Kaynak metin.
-.-.-
Bugün de dünya benzer bir kırılma anının içinden geçiyor.

Tunus’tan Hindistan’a, Fransa’ya ve emperyalist sistemin merkezinde yer alan ABD’ye değin süren halk hareketleri, Batı emperyalizmi ve onunla göbek bağı olan siyasal sistemlerin içine girdiği açmaza ve sınıfsal taleplerin yükselişine işaret ediyor.

EMPERYALİST MERKEZLER YANIYOR

İnsanlık, Sanayi Devrimi’nden bu yana devam eden ve süreç içerisinde ilerici karakterini kaybeden, sömürgeci ve son tahlilde gerici bir karaktere bürünen kapitalist zehri adeta kusuyor.

ABD-İsrail dostu Narendra Modi iktidarının hüküm sürdüğü Hindistan tarihin en kitlesel grevlerine ve köylü eylemlerine sahne olurken, dünyanın diğer ucu Tunus’ta, Arap Baharı’nın 10. yıl dönümünde halk yoksulluk ve yolsuzluk karşıtı taleplerle tekrar sokaklara inmiş durumda.
-.-.-
Sağlanan kayıtlar.

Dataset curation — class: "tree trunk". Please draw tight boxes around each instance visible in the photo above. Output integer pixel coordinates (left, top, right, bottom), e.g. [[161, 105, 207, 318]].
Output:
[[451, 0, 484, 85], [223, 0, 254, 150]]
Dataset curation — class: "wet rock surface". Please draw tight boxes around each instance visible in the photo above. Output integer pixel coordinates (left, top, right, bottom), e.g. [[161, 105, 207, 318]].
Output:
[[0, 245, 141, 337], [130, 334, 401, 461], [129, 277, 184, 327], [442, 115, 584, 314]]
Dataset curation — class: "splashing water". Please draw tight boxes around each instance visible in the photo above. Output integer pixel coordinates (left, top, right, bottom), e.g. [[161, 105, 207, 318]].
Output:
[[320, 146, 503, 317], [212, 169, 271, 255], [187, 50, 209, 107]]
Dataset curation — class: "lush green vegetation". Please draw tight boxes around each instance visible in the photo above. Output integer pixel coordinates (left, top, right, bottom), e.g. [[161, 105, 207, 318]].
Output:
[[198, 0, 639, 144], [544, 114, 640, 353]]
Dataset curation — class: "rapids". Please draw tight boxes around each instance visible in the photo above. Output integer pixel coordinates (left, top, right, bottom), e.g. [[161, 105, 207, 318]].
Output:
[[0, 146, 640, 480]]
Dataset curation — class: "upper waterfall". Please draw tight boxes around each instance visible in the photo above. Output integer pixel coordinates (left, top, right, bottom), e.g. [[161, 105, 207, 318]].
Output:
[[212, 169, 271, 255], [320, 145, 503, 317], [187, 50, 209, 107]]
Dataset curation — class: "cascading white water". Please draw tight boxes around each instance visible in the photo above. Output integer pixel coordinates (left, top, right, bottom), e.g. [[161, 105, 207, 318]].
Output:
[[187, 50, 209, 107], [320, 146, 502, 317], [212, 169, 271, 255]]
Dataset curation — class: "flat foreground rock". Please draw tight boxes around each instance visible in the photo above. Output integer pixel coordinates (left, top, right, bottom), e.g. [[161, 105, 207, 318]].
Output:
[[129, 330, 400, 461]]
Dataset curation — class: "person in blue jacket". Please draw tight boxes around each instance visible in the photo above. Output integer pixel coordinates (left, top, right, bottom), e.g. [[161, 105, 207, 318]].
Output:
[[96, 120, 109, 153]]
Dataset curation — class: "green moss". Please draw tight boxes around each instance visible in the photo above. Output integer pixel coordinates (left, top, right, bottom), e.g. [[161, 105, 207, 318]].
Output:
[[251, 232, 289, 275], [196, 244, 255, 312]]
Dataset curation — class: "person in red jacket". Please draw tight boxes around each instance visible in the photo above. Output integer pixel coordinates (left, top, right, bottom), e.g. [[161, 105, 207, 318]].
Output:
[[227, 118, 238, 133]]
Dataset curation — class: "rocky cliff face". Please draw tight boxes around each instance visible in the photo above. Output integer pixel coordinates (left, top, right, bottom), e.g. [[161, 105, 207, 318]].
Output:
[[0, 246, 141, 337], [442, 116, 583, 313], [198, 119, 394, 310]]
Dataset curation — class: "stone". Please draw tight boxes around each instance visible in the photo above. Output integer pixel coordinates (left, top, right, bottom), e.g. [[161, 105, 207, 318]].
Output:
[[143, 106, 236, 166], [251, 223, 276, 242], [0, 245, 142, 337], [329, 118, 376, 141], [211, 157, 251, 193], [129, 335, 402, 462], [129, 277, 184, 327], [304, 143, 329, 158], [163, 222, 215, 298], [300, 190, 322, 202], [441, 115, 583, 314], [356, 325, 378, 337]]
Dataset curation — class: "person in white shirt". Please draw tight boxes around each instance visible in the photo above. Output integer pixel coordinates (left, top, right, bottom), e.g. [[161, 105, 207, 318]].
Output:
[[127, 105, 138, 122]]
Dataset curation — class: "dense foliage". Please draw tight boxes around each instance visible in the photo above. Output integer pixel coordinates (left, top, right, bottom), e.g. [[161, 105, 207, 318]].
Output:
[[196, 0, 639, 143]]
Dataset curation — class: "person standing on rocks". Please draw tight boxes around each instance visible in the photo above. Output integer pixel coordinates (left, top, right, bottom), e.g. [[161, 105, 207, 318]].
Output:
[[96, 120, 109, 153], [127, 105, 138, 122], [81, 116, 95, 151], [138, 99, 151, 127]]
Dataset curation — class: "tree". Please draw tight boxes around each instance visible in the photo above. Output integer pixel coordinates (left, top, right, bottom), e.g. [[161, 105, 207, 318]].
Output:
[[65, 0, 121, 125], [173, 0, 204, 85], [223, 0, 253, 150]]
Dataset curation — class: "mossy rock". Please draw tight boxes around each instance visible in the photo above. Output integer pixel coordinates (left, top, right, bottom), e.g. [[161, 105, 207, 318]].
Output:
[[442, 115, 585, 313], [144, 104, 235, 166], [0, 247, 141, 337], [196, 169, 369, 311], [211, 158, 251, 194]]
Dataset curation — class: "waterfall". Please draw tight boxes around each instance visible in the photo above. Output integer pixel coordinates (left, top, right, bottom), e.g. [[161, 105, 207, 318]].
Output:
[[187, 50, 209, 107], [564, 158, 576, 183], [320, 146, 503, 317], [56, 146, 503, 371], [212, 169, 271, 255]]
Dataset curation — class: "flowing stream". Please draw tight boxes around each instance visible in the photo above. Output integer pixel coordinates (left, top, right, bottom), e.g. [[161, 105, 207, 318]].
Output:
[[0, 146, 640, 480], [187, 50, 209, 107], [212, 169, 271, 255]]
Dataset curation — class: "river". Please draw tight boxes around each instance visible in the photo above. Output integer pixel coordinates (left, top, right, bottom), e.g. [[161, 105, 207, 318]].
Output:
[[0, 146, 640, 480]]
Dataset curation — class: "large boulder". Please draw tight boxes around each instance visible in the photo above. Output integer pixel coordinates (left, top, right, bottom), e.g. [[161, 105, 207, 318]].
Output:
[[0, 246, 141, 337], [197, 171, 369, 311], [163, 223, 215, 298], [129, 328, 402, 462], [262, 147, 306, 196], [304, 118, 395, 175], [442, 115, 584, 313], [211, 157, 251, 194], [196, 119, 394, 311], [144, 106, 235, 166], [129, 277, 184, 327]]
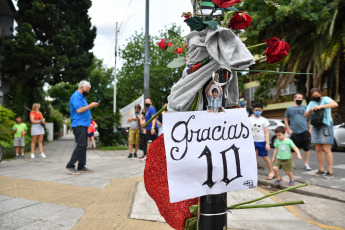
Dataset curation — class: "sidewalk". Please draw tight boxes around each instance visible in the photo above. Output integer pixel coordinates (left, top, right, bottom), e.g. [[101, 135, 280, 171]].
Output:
[[0, 135, 345, 230]]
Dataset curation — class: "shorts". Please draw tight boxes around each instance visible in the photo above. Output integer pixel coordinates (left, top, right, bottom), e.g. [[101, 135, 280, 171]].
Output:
[[311, 124, 334, 145], [290, 131, 311, 152], [13, 137, 25, 147], [273, 159, 293, 171], [254, 141, 268, 157], [146, 128, 158, 143], [128, 129, 140, 146]]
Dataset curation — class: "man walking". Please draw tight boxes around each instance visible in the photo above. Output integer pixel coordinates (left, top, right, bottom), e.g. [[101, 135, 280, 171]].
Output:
[[284, 93, 311, 171], [128, 104, 141, 158], [66, 80, 99, 175], [140, 98, 158, 162], [238, 97, 253, 117]]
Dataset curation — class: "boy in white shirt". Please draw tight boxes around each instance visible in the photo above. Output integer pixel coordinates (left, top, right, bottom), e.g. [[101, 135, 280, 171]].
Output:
[[249, 103, 275, 180]]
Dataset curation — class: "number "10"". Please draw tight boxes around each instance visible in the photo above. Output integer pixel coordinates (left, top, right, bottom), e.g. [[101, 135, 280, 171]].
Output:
[[198, 144, 243, 188]]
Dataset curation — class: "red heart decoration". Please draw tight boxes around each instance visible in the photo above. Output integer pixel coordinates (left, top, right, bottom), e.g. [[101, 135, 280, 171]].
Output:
[[144, 134, 198, 230]]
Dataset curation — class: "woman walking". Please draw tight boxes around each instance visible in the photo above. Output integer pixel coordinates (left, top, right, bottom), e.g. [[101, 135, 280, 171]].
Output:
[[30, 103, 46, 159], [304, 88, 338, 179]]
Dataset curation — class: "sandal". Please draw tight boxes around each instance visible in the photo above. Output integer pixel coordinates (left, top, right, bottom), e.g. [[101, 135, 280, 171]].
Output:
[[266, 176, 276, 180], [274, 178, 283, 185]]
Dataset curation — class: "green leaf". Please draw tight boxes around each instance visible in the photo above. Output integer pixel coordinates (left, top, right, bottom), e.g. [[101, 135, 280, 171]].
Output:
[[168, 56, 186, 69], [168, 30, 181, 39], [185, 17, 207, 31], [189, 204, 199, 215], [166, 45, 175, 53], [204, 21, 218, 30]]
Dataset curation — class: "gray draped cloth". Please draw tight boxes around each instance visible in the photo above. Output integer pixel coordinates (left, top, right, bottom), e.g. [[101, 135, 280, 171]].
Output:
[[168, 27, 255, 111]]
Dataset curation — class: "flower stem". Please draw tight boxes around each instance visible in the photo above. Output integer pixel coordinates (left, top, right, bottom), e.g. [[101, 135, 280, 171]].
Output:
[[228, 183, 309, 209], [228, 200, 306, 209], [231, 69, 313, 75], [143, 105, 168, 128], [247, 42, 267, 49]]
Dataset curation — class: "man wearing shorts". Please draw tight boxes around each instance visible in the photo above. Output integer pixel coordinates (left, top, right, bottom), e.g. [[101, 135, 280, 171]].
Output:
[[128, 104, 141, 158], [140, 98, 158, 162], [284, 93, 311, 171]]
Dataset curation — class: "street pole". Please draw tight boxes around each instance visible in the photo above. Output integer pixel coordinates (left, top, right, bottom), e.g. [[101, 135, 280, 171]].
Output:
[[113, 22, 118, 114], [144, 0, 150, 98], [199, 193, 227, 230]]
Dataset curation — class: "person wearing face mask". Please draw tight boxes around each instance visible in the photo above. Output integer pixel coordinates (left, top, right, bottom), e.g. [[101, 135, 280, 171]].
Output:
[[66, 80, 99, 175], [128, 104, 141, 158], [140, 98, 158, 162], [238, 97, 253, 117], [249, 103, 275, 180], [13, 116, 28, 159], [284, 93, 311, 171], [304, 88, 338, 179]]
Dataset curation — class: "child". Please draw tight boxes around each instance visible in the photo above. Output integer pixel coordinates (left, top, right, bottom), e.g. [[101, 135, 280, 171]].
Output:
-.-.-
Görev koşulları.
Kaynak metne göre şu soruları yanıtlayın:
(a) Halk hareketlerinin yayıldığı yerler olarak hangi ülkeler sayılıyor?
(b) Hindistan'da kimin iktidarı hüküm sürüyor?
(c) Tunus'ta halk hangi yıl dönümünde yeniden sokaklara inmiş?
Lütfen yalnızca kaynak metinden yararlanın.

Görevin yanıtı.
(a) Tunus, Hindistan, Fransa ve ABD.
(b) Narendra Modi'nin.
(c) Arap Baharı'nın 10. yıl dönümünde.